**WORK TO BE COMPLETED**
Repeat the passage about Fiesta dinnerware word for word, from "Their pieces are" to "to replace it.".

**PROVIDED TEXT**
* BEGIN *
The Homer Laughlin Company itself weathered the storm of the 1950s through the 1970s when cheap imports flooded the marketplace (and killed off most of the once-thriving American ceramics industry) by turning their attention to hotel and restaurant sales, where high quality was a necessity. Even as they lost brand name recognition in the consumer space, they continued to hone their quality and renown in the foodservice industry

In 2020, the foodservice divisions and brands of the Homer Laughlin China company was acquired by Steelite International. But reminiscent of how the former employees of Oneida came together to form Liberty Flatware, the former Homer Laughlin China company decided to rename itself to the Fiesta Tableware company and sell dinnerware for the home again, just as they had a century before. And of course, they brought back their most popular Fiesta Dinnerware; happily, despite the best efforts of those who tried to remove color from the world, bright colors are back. In fact, Fiesta has committed to producing a new color every year.

Their pieces are bold, beautiful, and represent the best of “made in the USA” — solid, durable, and the the utmost quality. They even have a 5-year chip warranty, something I wish Crate and Barrel had. You can order direct from their site, or from retailers like Macys or Amazon.

You won’t do wrong with any set. And if you do drop a plate, you can always order individual pieces to replace it.
* END *
(Saved entries)
* BEGIN *
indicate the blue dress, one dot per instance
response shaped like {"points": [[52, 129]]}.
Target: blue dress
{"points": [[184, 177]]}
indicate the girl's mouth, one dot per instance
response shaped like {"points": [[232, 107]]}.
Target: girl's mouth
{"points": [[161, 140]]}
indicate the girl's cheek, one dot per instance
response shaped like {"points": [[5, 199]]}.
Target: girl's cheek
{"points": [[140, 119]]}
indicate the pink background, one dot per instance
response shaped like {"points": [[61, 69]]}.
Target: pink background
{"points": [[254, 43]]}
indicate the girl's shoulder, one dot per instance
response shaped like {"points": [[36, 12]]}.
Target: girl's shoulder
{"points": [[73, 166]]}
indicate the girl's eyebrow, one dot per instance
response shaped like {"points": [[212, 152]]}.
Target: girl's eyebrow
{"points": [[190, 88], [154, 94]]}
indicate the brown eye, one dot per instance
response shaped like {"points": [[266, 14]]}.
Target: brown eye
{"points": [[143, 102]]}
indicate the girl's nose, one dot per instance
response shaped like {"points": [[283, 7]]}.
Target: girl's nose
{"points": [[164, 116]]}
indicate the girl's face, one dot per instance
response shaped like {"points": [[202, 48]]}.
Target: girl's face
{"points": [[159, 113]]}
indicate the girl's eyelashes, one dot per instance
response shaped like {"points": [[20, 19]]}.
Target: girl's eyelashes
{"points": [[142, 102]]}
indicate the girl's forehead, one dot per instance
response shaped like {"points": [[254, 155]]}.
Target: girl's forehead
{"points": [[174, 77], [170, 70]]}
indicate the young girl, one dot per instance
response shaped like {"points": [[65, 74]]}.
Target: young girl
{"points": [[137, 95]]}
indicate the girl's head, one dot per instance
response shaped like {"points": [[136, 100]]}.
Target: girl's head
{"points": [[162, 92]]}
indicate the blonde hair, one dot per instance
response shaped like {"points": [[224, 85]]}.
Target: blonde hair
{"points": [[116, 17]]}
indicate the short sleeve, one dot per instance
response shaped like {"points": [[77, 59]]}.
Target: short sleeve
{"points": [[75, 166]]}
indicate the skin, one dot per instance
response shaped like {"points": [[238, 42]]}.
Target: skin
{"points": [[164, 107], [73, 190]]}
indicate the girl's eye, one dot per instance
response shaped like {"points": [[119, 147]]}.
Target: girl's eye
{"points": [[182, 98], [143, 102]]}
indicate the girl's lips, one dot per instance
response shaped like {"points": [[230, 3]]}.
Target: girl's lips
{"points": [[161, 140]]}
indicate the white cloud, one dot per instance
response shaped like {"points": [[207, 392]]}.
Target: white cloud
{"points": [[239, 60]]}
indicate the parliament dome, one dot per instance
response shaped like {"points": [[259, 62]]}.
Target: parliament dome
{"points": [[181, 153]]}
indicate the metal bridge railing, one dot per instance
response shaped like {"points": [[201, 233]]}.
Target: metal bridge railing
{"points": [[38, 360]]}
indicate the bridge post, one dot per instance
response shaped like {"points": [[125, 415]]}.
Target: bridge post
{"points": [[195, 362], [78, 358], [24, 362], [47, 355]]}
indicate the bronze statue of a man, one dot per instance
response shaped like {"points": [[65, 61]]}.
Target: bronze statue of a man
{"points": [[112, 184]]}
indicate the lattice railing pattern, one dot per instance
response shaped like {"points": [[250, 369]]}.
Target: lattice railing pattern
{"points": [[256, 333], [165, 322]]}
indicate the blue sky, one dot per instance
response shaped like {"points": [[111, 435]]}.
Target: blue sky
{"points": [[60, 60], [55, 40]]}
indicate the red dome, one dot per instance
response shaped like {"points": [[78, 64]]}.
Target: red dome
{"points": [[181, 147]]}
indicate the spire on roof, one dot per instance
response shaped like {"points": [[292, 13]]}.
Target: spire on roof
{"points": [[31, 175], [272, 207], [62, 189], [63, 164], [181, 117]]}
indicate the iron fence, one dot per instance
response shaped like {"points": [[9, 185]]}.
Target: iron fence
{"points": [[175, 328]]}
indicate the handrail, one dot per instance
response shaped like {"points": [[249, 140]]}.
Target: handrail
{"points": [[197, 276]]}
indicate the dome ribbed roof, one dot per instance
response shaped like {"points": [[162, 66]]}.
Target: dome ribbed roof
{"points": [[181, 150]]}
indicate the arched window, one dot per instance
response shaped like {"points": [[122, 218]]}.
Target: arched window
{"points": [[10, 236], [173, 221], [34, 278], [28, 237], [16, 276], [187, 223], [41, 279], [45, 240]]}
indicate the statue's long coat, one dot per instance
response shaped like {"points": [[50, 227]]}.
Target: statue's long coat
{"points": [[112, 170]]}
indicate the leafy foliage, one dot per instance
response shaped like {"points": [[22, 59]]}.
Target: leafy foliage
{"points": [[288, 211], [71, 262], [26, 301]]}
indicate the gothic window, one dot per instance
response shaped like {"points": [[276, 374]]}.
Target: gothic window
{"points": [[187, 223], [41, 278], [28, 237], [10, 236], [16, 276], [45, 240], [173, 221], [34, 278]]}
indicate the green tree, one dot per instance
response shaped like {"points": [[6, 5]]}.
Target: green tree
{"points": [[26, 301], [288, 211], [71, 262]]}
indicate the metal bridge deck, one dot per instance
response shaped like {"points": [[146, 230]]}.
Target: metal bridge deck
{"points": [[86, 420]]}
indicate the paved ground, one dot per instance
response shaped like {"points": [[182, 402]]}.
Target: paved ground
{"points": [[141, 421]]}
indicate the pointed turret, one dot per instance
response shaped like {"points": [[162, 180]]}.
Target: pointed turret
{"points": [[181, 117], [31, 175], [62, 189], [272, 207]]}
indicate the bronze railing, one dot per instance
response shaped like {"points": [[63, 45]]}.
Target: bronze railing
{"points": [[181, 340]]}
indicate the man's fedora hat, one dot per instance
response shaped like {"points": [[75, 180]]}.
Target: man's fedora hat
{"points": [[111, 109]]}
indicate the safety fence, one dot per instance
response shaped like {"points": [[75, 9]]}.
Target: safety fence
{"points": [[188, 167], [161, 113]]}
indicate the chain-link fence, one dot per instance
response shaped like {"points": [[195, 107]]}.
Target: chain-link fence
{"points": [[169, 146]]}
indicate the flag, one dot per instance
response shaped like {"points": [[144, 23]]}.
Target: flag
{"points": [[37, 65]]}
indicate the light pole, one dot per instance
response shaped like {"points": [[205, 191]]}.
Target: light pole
* END *
**SOLUTION TO THIS PROBLEM**
Their pieces are bold, beautiful, and represent the best of “made in the USA” — solid, durable, and the the utmost quality. They even have a 5-year chip warranty, something I wish Crate and Barrel had. You can order direct from their site, or from retailers like Macys or Amazon.

You won’t do wrong with any set. And if you do drop a plate, you can always order individual pieces to replace it.